* [Texto para leitura]

════

Por Leonardo Boff
O atual sistema politico e
econômico parece obedecer à lógica das bactérias dentro de uma “placa de
Petri”. Esta é um recipiente achatado de vidro com nutrientes para bactérias.
Alguma espécies, quando pressentem que os nutrientes estão prestes a acabar, se
multiplicam espantosamente para, em seguida, todas morrerem.
Algo parecido, a meu ver,
está ocorrendo com o sistema do capital. Ele está se dando conta de que, devido
aos limites intransponíveis dos recursos naturais e da ultrapassagem da pegada
ecológica da Terra, pois precisamos já agora de um pouco mais de um planeta e
meio (1,6) para atender as demandas humanas, ele não terá mais condições
de, no futuro, se autoreproduzir. E não há outra alternativa, como advertiu o
Papa em sua encíclica Laudato Si senão ter que mudar de modo de
produção e de consumo e ter que cuidar da Casa Comum, a Terra.
Qual a reação dos capitais
produtivos e especulativos? À semelhança das bactérias da “placa de Petri”
multiplicam exponencialmente as formas de lucro, acumulando cada vez mais e se
concentrando de forma espantosa. Segundo dados publicados pelo economista
L.Dowbor em seu site ((dowbor.org de 15/12/2015: A rede do poder
corporativo mundial)), “apenas 737 principais atores (top-holders) detém 80% do
controle sobre o valor de todas as empresas transnacionais.”
O poder econômico,
politico e ideológico que se esconde atrás destes dados é espantoso. Adorador
do ídolo-dinheiro, este sistema se torna, no dizer do Papa no avião de regresso
da Polônia, como “o verdadeiro terrorismo contra a humanidade”.

════

* [O que fazer]
a) Segundo os dados de L. Dowbor citados no texto sobre o sistema do capital, quantos principais atores detêm 80% do controle sobre o valor de todas as empresas transnacionais?
b) Retranscreva do texto sobre o sistema do capital o trecho que começa com as palavras "Algo parecido, a" e termina com "Comum, a Terra.".
c) De acordo com o texto sobre o sistema do capital, por que esse sistema não terá mais condições de se autorreproduzir no futuro?

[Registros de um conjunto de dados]
════

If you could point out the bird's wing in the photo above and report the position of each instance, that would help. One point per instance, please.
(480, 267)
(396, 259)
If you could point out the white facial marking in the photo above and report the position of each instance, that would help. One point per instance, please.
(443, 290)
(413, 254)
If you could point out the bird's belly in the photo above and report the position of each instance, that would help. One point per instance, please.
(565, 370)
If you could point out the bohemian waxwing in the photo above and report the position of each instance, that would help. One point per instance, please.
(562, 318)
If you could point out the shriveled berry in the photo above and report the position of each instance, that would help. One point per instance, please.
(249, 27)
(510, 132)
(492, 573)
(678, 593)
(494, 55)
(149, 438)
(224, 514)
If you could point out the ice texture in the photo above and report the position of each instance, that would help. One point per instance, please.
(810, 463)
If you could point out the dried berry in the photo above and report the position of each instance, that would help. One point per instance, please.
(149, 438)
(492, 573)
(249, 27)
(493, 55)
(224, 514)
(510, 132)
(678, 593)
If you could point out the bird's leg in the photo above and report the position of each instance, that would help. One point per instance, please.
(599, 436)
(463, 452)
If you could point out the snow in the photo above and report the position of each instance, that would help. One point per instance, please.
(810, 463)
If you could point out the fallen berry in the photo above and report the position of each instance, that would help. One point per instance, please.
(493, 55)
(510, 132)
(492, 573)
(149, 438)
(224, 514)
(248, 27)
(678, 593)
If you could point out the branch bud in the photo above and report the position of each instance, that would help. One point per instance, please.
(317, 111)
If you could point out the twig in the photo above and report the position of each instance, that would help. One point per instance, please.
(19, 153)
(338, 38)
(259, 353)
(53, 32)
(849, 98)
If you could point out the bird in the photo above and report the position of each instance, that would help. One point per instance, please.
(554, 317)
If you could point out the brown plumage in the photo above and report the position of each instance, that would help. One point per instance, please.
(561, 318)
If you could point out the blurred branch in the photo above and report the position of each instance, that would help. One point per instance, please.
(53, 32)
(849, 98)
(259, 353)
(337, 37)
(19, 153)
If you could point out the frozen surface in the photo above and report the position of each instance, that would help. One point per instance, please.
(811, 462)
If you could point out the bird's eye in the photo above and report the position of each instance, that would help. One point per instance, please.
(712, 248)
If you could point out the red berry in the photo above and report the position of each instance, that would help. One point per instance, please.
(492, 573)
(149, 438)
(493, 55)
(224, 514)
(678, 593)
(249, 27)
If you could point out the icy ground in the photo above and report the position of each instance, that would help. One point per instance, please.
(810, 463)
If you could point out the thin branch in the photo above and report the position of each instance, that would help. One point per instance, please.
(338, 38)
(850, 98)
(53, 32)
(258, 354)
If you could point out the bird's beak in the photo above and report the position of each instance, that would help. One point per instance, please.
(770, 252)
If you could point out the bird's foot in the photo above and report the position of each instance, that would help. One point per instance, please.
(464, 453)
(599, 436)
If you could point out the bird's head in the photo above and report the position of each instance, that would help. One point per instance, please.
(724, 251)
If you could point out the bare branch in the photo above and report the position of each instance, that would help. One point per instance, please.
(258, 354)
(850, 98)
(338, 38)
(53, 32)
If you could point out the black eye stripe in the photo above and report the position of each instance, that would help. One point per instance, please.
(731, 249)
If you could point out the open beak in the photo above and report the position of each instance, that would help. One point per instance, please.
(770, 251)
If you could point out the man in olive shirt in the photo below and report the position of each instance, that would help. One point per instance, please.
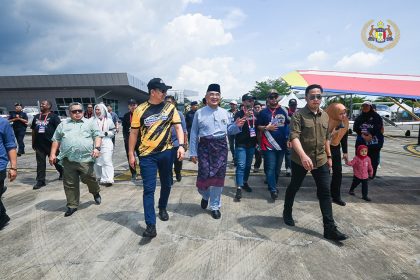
(311, 152)
(79, 143)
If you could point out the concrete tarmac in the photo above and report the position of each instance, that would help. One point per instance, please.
(250, 241)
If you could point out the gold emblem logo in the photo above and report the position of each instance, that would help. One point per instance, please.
(383, 36)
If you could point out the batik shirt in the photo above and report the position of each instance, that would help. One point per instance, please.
(154, 122)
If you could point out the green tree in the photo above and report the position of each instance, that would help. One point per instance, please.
(261, 89)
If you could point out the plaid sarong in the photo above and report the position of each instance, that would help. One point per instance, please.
(212, 162)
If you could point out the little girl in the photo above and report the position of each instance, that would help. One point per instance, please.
(362, 170)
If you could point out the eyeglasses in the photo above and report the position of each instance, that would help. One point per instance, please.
(315, 96)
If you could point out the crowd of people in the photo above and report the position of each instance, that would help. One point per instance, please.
(157, 136)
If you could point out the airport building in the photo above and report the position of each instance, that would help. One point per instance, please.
(110, 88)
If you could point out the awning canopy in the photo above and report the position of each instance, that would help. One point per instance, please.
(401, 86)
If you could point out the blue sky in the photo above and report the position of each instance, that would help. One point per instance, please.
(192, 43)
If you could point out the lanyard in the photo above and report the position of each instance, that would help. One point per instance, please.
(273, 112)
(103, 123)
(253, 120)
(46, 116)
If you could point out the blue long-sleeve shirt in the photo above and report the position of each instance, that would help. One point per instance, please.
(210, 122)
(7, 142)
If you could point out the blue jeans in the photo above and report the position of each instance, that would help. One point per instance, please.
(243, 157)
(214, 194)
(272, 162)
(149, 165)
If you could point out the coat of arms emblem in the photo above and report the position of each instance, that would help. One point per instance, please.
(382, 36)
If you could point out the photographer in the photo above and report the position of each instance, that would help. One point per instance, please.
(245, 142)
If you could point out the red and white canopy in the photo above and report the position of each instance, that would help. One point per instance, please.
(402, 86)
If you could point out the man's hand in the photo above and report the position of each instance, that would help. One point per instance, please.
(194, 160)
(240, 122)
(95, 153)
(132, 160)
(307, 162)
(52, 159)
(12, 174)
(271, 127)
(180, 153)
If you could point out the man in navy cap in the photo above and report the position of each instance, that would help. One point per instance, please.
(152, 122)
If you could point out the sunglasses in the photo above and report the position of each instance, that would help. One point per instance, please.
(315, 96)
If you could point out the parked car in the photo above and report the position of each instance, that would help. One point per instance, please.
(384, 111)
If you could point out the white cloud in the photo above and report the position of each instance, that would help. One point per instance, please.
(359, 60)
(201, 72)
(317, 57)
(234, 19)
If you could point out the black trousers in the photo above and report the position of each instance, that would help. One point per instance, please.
(258, 159)
(20, 134)
(231, 139)
(337, 172)
(356, 182)
(2, 208)
(41, 162)
(136, 149)
(322, 180)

════

* [Respostas em ordem]
a) 737 principais atores (top-holders).

b)
Algo parecido, a meu ver,
está ocorrendo com o sistema do capital. Ele está se dando conta de que, devido
aos limites intransponíveis dos recursos naturais e da ultrapassagem da pegada
ecológica da Terra, pois precisamos já agora de um pouco mais de um planeta e
meio (1,6) para atender as demandas humanas, ele não terá mais condições
de, no futuro, se autoreproduzir. E não há outra alternativa, como advertiu o
Papa em sua encíclica Laudato Si senão ter que mudar de modo de
produção e de consumo e ter que cuidar da Casa Comum, a Terra.

c) Isso se deve aos limites intransponíveis dos recursos naturais e à ultrapassagem da pegada ecológica da Terra. Já agora são necessários um pouco mais de um planeta e meio (1,6) para atender às demandas humanas.